_Exercise aim_.
The answer must consist of every line in the records that contains the word "hatchback".

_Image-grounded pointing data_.

[Start of Attachment]

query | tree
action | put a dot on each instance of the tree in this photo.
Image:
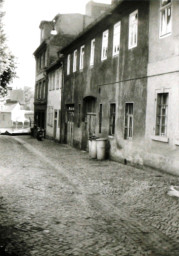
(7, 60)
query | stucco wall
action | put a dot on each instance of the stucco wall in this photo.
(163, 76)
(117, 80)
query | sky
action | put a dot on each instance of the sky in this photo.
(21, 25)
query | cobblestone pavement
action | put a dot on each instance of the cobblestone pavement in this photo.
(55, 201)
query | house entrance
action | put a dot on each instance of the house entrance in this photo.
(90, 119)
(55, 125)
(70, 124)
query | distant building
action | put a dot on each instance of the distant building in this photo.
(12, 117)
(55, 79)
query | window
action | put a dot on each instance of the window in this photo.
(161, 114)
(40, 91)
(116, 38)
(133, 29)
(58, 79)
(165, 18)
(112, 119)
(82, 53)
(75, 61)
(128, 129)
(79, 115)
(104, 50)
(53, 81)
(92, 52)
(100, 117)
(37, 90)
(43, 90)
(68, 64)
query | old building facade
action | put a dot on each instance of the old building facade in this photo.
(65, 26)
(105, 82)
(162, 122)
(55, 78)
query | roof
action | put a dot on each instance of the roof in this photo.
(16, 95)
(92, 25)
(8, 107)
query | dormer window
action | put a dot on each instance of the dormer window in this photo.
(165, 18)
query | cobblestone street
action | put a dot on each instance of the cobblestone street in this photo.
(55, 201)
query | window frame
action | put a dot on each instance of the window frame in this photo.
(165, 9)
(127, 116)
(104, 45)
(92, 52)
(115, 34)
(68, 63)
(132, 29)
(159, 116)
(100, 117)
(82, 57)
(112, 119)
(75, 57)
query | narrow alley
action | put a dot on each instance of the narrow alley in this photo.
(56, 201)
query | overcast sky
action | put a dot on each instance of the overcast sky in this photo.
(22, 21)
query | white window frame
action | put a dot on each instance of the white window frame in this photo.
(68, 64)
(116, 38)
(133, 29)
(159, 115)
(104, 48)
(127, 118)
(82, 55)
(165, 29)
(92, 52)
(75, 60)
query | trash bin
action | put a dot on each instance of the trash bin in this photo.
(101, 148)
(92, 147)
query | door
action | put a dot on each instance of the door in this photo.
(55, 125)
(70, 124)
(90, 120)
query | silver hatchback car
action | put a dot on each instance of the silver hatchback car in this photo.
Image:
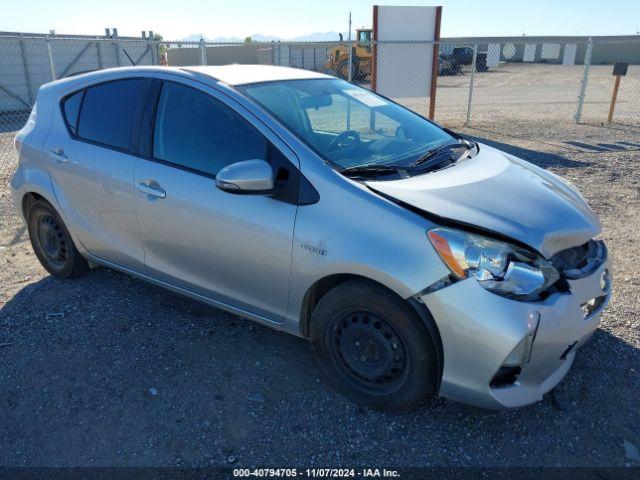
(415, 260)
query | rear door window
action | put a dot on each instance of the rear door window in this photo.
(108, 111)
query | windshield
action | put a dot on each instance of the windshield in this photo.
(348, 125)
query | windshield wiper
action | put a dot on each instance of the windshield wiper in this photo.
(424, 159)
(369, 170)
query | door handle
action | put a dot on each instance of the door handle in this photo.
(154, 191)
(58, 155)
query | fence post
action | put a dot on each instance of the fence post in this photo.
(203, 52)
(52, 65)
(350, 42)
(471, 80)
(153, 46)
(585, 80)
(27, 77)
(116, 46)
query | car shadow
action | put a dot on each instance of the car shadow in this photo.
(127, 373)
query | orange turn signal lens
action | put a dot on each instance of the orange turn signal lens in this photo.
(444, 250)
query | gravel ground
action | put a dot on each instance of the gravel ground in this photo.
(107, 370)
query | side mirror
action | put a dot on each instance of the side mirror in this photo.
(249, 176)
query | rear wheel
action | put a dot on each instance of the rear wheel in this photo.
(373, 347)
(52, 242)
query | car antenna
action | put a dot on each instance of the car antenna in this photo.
(125, 52)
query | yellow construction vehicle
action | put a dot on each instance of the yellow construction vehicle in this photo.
(338, 57)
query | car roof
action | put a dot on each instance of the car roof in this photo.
(229, 74)
(245, 74)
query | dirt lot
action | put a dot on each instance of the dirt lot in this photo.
(107, 370)
(517, 91)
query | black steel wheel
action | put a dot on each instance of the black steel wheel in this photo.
(52, 242)
(373, 347)
(367, 349)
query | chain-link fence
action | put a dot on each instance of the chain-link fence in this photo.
(484, 83)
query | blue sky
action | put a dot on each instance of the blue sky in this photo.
(177, 19)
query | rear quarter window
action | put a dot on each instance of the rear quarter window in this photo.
(108, 111)
(71, 109)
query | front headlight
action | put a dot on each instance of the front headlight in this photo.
(500, 267)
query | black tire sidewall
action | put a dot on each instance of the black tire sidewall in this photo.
(74, 265)
(421, 378)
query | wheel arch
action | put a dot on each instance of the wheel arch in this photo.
(322, 286)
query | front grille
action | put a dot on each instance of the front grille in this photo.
(580, 261)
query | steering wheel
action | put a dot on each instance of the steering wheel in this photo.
(346, 142)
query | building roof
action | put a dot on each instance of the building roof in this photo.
(243, 74)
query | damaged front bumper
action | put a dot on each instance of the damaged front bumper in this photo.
(480, 331)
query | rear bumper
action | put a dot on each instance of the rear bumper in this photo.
(480, 329)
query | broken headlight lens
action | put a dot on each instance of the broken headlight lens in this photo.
(500, 267)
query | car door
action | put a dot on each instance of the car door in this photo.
(91, 163)
(235, 249)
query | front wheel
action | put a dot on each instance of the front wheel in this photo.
(373, 347)
(52, 242)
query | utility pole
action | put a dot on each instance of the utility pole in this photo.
(350, 49)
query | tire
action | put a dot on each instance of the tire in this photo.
(373, 347)
(52, 242)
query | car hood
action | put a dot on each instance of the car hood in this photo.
(501, 193)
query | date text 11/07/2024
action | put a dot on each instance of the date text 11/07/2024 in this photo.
(316, 472)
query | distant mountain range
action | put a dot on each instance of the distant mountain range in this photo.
(257, 37)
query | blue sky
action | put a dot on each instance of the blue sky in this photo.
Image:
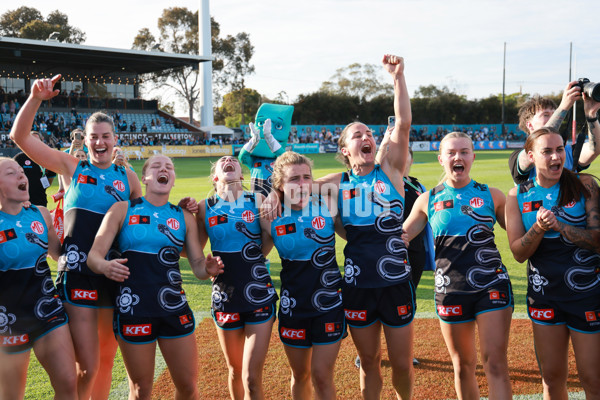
(457, 43)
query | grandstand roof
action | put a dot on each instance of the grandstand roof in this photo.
(27, 57)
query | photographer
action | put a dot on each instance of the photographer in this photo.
(538, 112)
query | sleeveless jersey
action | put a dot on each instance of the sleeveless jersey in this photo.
(25, 281)
(310, 277)
(91, 193)
(372, 213)
(235, 235)
(151, 239)
(558, 269)
(467, 260)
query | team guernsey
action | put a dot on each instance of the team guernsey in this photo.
(558, 270)
(151, 239)
(28, 298)
(372, 213)
(467, 260)
(235, 235)
(310, 277)
(91, 193)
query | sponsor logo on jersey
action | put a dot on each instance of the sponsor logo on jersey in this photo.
(80, 294)
(8, 234)
(293, 334)
(139, 219)
(217, 220)
(224, 318)
(532, 205)
(119, 185)
(15, 340)
(37, 227)
(476, 202)
(173, 224)
(285, 229)
(137, 330)
(450, 311)
(248, 216)
(356, 315)
(318, 223)
(87, 180)
(443, 205)
(541, 314)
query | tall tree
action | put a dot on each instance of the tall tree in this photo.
(178, 33)
(28, 23)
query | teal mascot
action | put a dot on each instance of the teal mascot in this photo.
(269, 139)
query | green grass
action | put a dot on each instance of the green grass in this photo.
(491, 167)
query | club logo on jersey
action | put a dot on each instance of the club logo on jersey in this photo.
(349, 194)
(476, 202)
(293, 334)
(7, 235)
(318, 223)
(119, 185)
(532, 205)
(380, 187)
(139, 219)
(173, 224)
(443, 205)
(217, 220)
(248, 216)
(87, 180)
(285, 229)
(37, 227)
(541, 314)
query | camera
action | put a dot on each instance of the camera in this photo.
(592, 89)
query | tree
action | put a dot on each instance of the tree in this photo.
(178, 33)
(28, 23)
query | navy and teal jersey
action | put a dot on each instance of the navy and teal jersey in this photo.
(235, 235)
(151, 239)
(28, 297)
(466, 256)
(558, 269)
(372, 212)
(261, 170)
(91, 193)
(311, 283)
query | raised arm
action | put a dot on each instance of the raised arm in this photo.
(394, 161)
(38, 151)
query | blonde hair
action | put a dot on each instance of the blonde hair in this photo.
(287, 158)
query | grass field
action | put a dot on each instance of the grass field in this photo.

[End of Attachment]

_Written response_.
query | silver hatchback car
action | put a dot on each instance of the silver hatchback car in this photo.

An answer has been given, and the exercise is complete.